---------- Data in this exercise ----------

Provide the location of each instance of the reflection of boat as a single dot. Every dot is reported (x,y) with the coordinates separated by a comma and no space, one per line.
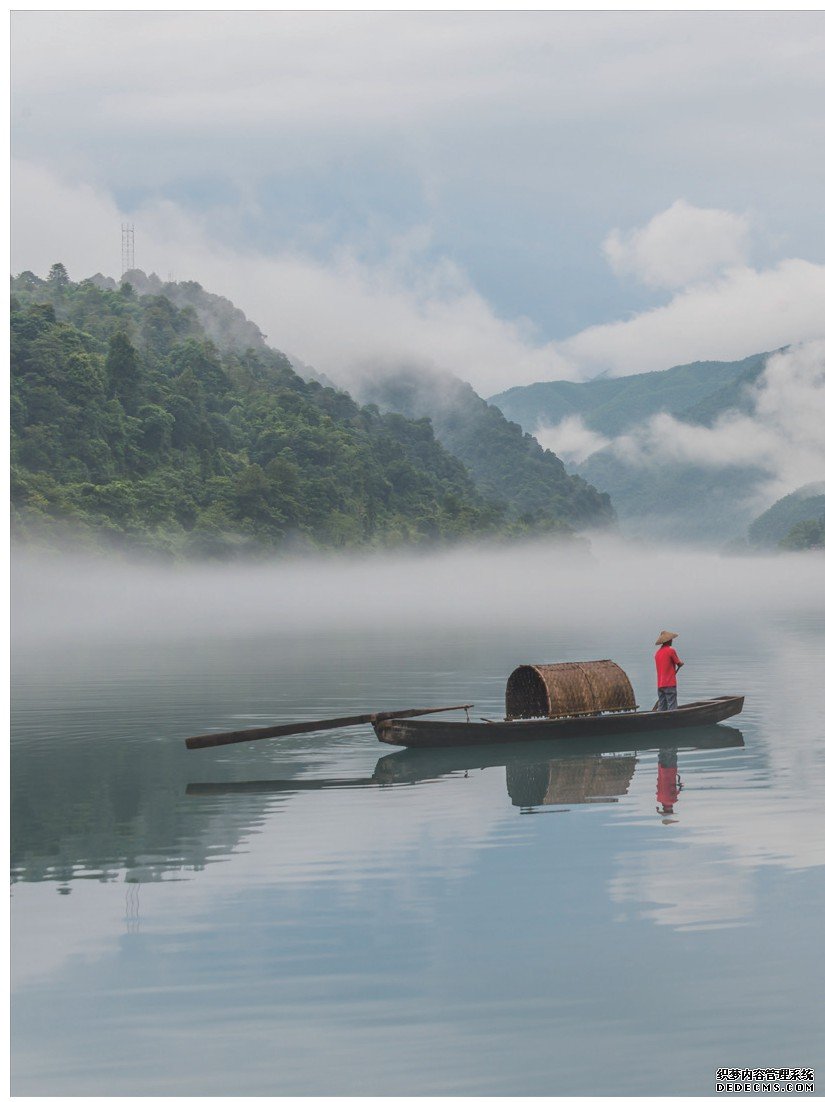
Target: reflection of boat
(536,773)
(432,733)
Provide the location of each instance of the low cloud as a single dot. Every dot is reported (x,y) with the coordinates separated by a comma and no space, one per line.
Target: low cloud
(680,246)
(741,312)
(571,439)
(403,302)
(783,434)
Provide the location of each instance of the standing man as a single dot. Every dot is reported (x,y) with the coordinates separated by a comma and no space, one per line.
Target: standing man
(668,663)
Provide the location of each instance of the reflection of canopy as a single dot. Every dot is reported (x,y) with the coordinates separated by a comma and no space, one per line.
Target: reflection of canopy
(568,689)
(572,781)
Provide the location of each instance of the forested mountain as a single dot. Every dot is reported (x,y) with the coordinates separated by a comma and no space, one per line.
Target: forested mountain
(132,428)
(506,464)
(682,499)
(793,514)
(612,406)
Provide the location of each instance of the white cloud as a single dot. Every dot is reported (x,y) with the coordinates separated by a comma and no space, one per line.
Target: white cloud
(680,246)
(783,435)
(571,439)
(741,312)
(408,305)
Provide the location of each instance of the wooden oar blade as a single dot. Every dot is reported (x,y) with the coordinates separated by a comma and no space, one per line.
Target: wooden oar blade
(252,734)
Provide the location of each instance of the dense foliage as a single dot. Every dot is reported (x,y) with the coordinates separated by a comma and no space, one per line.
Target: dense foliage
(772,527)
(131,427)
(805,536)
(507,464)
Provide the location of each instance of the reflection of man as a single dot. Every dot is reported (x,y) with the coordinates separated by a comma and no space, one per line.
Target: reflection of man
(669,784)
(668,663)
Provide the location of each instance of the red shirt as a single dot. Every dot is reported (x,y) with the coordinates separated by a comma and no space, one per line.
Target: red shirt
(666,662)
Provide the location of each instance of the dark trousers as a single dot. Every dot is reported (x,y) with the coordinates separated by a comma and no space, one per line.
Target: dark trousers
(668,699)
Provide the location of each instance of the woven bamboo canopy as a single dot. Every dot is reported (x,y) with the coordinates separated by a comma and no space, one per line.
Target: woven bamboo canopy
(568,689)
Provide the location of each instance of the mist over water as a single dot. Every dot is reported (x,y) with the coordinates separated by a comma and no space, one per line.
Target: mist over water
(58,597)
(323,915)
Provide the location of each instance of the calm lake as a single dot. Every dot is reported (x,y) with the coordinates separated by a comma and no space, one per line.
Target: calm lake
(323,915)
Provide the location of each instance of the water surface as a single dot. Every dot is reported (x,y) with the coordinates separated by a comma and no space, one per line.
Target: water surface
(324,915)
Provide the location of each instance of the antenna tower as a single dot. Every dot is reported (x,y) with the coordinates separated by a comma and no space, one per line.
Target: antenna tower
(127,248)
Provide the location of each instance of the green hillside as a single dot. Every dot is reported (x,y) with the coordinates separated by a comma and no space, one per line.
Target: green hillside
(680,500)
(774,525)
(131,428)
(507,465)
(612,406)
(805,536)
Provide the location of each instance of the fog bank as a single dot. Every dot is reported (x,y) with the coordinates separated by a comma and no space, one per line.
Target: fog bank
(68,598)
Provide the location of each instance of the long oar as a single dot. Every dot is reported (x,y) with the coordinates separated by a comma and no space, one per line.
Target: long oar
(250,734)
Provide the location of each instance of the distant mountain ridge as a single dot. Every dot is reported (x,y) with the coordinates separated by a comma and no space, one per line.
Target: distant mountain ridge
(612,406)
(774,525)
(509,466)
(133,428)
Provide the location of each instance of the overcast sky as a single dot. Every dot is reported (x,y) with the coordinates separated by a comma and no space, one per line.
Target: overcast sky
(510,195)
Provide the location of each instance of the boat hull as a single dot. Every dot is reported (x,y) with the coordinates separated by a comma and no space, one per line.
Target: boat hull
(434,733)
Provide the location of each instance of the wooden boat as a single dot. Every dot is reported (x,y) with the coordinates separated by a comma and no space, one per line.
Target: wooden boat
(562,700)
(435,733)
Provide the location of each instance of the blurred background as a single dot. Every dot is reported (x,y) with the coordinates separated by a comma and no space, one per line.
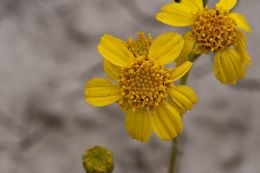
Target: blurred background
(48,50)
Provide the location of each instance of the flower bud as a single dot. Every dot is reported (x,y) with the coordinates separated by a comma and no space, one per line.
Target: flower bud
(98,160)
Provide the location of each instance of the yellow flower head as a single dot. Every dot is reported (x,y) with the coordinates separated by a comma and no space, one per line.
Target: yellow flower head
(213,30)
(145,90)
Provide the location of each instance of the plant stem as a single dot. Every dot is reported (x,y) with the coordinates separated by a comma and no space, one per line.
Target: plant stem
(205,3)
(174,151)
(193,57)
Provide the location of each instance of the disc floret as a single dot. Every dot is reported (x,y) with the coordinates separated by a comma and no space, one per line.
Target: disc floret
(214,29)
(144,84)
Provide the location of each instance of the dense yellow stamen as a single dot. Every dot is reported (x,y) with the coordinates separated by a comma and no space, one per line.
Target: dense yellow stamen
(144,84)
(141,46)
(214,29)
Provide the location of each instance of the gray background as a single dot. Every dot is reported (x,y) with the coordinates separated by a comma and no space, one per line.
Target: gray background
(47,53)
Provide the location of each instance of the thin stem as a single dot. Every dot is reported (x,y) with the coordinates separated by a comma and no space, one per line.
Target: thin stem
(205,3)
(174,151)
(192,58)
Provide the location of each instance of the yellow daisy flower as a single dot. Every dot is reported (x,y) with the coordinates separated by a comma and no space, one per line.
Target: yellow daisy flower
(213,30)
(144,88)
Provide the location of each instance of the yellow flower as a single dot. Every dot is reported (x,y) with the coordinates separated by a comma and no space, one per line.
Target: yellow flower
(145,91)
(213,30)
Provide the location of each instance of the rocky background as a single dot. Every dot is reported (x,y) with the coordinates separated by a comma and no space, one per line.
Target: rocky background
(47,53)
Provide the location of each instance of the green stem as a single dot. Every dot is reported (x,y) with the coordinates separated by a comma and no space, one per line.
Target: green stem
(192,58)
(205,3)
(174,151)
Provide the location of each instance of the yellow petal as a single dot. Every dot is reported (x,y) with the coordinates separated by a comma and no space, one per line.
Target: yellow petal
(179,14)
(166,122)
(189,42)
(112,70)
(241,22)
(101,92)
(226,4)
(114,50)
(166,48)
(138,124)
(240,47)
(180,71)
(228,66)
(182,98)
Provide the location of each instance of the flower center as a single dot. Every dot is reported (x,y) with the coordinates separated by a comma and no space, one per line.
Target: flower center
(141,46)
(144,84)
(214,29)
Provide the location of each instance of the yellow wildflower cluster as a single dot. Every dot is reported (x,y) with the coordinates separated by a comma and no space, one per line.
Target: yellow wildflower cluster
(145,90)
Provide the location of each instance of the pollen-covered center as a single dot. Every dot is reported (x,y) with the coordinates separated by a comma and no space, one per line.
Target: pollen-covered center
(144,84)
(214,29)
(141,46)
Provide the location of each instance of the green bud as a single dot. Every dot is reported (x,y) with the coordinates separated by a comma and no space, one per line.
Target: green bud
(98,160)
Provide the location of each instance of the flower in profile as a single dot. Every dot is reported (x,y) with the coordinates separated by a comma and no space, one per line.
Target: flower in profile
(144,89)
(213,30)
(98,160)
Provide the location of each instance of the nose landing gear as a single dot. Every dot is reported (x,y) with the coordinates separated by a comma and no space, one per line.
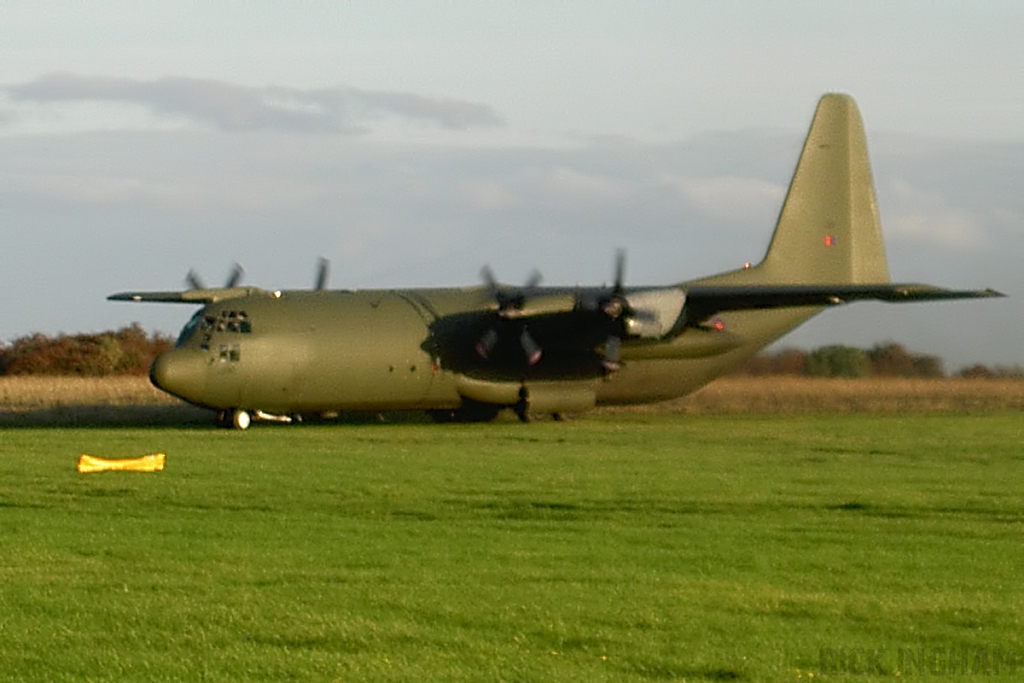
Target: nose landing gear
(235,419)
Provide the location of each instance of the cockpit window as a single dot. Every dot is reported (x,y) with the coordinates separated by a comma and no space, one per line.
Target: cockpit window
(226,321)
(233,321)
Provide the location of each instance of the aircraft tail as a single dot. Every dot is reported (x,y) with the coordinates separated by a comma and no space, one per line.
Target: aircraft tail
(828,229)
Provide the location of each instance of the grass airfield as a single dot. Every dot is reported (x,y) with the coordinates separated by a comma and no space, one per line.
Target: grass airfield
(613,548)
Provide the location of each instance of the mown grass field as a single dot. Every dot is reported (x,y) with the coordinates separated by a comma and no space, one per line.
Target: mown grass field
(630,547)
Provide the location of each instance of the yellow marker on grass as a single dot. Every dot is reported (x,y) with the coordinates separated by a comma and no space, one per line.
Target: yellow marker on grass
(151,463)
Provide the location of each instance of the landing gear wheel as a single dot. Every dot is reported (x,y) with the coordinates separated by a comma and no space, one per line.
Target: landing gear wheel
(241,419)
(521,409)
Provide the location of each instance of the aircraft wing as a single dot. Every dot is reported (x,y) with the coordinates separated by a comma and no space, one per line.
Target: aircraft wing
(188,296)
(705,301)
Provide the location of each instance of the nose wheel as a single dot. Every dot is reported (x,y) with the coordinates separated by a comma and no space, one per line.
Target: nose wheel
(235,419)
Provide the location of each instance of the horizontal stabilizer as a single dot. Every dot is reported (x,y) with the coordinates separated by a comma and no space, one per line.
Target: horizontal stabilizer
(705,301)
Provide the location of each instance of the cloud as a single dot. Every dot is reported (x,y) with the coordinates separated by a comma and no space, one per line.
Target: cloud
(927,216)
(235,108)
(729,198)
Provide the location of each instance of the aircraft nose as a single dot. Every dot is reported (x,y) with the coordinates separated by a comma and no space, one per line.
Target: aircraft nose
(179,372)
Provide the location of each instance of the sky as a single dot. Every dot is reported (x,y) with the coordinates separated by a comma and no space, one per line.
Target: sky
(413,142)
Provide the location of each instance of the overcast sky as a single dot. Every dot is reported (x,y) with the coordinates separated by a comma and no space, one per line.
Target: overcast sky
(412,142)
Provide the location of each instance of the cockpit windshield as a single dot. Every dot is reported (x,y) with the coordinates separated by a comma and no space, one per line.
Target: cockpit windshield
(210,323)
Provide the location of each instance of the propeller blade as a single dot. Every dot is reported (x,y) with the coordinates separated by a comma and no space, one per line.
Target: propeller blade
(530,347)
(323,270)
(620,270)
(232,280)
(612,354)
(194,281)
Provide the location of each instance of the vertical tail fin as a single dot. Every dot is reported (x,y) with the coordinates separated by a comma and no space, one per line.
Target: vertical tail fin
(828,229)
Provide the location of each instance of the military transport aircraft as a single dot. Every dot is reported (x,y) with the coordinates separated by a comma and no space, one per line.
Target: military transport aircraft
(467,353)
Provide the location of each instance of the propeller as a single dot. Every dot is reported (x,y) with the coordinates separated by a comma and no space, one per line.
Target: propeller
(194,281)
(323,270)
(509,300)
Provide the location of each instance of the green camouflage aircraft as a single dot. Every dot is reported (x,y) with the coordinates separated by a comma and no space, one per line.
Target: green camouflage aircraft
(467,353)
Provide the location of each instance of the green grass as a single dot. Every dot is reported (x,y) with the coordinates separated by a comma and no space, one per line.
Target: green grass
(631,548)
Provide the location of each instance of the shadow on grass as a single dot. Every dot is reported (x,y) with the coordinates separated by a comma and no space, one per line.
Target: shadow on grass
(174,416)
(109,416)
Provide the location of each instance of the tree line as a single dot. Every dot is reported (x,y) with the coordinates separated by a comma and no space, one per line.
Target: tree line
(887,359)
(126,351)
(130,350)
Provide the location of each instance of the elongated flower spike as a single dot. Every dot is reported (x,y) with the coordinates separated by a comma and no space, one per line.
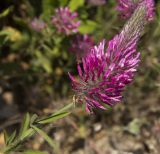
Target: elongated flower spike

----------

_Short problem:_
Can you reproduce, word for word, the stretch of the entries from the line containing "Provide the location of each instance of the tree" through the end of the entries, leaving the pictures out of your answer?

_Reply:_
Provide the location of each instance of the tree line as a single dot. Every dot is reported (x,y) with the coordinates separated by a comma and no space, one per line.
Target: tree line
(887,359)
(126,351)
(130,350)
Provide the location of each instance of the elongated flower spike as a single dot. Every dot is reported (x,y) with the coordinates separated by a comma and no space, one per line.
Target: elongated flower spike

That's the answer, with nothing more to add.